*** Opening of Text for analysis ***

The new Gallup numbers have been a hot topic of conversation over the last few days. Most of the discussion has focused on how the electorate is slowly but surely shifting away from the GOP and conservatism in general, which is true.
But some other interesting points stand out as well when you break down the numbers. Let’s take a look:
First off, let’s look at “independents.” Like most pollsters, Gallup is once again treating “independents” as some special class of voter with their own more centrist views. While that’s a comfortable fiction for centrist-leaning establishment types, it’s not an accurate reflection of the electorate. So-called independent voters may not identify themselves with either party to a pollster or on their voter registration form, but that doesn’t mean they don’t have a strong partisan preference. The vast majority of “independent” voters are just as partisan as nominally Democratic or Republican voters. In fact, they’re often even more so as many independents are far left or far right types unhappy that their otherwise preferred party doesn’t tilt far enough in their direction. Only 12% of voters switched sides between 2008 and 2010—and there were just as many GOP-to-Dem switches as the reverse. The 2010 “shellacking” wasn’t the result of voters changing their minds on party or policy, but the result of Democratic-leaning voters staying home from the polls.
So it shouldn’t surprise us to see that on most issues, the “independent” opinion falls pretty squarely in the middle of the Democratic and Republican ones. That’s what you should expect when you take an equal aggregate of Democratic and Republican opinions, throw them into a jumbled mix, and call it the “independent” vote.

*** Close of Text for analysis ***
*** Opening of Recorded information ***

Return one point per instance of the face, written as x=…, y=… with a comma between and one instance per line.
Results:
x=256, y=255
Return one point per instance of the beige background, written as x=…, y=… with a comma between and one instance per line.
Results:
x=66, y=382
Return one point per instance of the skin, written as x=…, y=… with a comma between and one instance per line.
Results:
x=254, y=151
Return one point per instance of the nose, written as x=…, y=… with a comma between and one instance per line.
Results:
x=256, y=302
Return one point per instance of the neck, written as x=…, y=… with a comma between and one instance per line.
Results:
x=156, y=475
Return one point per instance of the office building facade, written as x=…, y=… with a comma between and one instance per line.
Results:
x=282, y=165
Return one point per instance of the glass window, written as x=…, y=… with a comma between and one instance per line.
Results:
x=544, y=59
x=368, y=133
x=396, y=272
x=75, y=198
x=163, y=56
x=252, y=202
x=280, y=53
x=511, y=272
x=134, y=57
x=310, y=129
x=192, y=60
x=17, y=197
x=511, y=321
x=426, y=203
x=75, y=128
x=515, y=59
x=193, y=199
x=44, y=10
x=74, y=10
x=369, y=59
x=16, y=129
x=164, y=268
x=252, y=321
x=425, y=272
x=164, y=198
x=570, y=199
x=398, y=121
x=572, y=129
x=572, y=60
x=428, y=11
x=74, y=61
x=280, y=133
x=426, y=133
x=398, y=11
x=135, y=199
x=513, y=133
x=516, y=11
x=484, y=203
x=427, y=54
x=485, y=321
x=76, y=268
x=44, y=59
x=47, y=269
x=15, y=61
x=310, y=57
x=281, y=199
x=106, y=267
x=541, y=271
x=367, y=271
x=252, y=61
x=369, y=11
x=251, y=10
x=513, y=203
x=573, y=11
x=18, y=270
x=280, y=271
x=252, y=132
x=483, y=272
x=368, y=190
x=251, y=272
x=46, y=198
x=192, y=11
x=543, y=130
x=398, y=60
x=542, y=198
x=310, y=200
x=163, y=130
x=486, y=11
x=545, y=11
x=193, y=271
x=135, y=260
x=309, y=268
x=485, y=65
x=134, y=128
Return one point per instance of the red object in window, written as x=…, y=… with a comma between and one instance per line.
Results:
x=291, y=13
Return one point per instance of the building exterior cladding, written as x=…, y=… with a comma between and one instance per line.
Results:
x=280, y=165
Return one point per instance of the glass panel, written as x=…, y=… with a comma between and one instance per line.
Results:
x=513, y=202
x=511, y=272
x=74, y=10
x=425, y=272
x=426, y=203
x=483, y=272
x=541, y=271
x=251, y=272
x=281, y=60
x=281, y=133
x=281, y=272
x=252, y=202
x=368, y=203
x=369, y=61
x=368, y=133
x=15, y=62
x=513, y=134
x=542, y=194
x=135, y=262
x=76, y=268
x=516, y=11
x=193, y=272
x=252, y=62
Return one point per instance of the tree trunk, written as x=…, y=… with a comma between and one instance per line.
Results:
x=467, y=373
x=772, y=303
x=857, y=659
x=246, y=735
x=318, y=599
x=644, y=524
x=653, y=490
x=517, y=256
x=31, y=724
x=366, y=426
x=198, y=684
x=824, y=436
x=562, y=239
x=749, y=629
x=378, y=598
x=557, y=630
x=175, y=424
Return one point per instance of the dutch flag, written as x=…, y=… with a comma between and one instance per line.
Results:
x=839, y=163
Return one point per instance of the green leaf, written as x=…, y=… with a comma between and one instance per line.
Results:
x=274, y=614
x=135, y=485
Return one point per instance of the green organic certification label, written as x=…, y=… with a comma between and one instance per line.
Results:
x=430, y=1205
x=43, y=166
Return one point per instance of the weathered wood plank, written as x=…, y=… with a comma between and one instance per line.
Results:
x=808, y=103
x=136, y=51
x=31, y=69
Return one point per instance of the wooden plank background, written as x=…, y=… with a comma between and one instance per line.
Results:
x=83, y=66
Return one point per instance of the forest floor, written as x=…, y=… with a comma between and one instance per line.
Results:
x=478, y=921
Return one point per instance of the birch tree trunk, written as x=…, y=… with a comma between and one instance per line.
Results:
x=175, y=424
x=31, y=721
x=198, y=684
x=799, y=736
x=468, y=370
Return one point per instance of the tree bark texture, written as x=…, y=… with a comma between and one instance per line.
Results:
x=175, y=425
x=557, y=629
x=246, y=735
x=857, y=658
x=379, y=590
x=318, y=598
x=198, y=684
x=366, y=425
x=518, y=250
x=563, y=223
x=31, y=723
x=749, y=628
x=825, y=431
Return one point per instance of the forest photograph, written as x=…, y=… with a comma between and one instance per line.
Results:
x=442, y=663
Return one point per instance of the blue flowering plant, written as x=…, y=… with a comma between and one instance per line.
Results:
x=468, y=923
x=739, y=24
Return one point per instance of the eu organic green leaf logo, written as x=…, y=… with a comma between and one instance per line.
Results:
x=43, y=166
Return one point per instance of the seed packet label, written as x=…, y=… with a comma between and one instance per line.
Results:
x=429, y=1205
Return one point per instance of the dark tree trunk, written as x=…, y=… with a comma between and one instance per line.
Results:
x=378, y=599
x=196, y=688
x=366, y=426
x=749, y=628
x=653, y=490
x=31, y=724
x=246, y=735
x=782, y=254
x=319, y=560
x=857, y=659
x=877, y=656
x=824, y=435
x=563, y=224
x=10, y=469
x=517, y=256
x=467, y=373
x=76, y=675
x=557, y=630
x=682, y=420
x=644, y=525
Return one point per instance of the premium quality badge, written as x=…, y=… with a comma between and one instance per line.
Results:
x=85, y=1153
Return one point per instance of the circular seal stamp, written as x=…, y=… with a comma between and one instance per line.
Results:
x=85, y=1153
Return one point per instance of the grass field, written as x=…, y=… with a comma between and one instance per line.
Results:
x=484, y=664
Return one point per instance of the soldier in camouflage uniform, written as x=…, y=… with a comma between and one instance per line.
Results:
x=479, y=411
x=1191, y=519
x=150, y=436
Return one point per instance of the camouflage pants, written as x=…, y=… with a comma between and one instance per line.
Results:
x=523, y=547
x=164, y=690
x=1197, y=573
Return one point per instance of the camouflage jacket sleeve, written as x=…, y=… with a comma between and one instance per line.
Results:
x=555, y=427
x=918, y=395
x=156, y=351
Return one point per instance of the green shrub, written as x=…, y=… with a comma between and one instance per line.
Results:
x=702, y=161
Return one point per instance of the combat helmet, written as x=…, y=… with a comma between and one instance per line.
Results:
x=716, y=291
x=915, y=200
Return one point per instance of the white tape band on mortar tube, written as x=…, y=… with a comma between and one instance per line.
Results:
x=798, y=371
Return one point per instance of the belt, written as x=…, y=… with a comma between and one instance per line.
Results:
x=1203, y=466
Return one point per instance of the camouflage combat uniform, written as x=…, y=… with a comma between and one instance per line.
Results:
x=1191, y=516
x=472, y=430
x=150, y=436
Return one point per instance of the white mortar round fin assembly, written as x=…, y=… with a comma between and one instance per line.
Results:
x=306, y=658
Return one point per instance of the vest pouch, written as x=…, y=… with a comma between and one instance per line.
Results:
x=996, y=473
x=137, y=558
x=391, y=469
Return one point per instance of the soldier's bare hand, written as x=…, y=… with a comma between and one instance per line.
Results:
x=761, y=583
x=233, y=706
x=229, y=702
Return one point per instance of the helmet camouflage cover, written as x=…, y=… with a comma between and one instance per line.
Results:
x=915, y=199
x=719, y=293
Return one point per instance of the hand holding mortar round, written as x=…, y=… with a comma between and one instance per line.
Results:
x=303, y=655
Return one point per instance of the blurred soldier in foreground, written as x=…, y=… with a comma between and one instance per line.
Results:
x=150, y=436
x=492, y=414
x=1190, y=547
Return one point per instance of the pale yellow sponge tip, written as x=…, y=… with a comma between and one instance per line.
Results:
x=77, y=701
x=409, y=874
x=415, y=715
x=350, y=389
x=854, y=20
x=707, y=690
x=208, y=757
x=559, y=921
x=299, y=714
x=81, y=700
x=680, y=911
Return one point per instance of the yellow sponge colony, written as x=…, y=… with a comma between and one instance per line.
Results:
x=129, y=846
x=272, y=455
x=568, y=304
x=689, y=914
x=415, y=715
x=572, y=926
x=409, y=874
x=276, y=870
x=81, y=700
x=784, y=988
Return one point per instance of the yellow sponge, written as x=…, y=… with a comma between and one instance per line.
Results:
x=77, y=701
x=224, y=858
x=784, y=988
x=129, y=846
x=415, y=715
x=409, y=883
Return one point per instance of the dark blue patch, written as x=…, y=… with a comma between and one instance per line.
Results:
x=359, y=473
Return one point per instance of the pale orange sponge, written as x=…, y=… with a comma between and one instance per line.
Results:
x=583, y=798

*** Close of Recorded information ***

• Work request A:
List each distinct word that the commentary on the Gallup numbers places in quotation marks, giving each only once.
• Work request B:
According to the commentary on the Gallup numbers, what percentage of voters switched sides between 2008 and 2010?
• Work request C:
In the commentary on the Gallup numbers, reproduce the text from "The new Gallup" up to and including "which is true.", substituting "Republican Party" for "GOP".

• Task response A:
independents
independent
shellacking

• Task response B:
12% of voters switched sides between 2008 and 2010.

• Task response C:
The new Gallup numbers have been a hot topic of conversation over the last few days. Most of the discussion has focused on how the electorate is slowly but surely shifting away from the Republican Party and conservatism in general, which is true.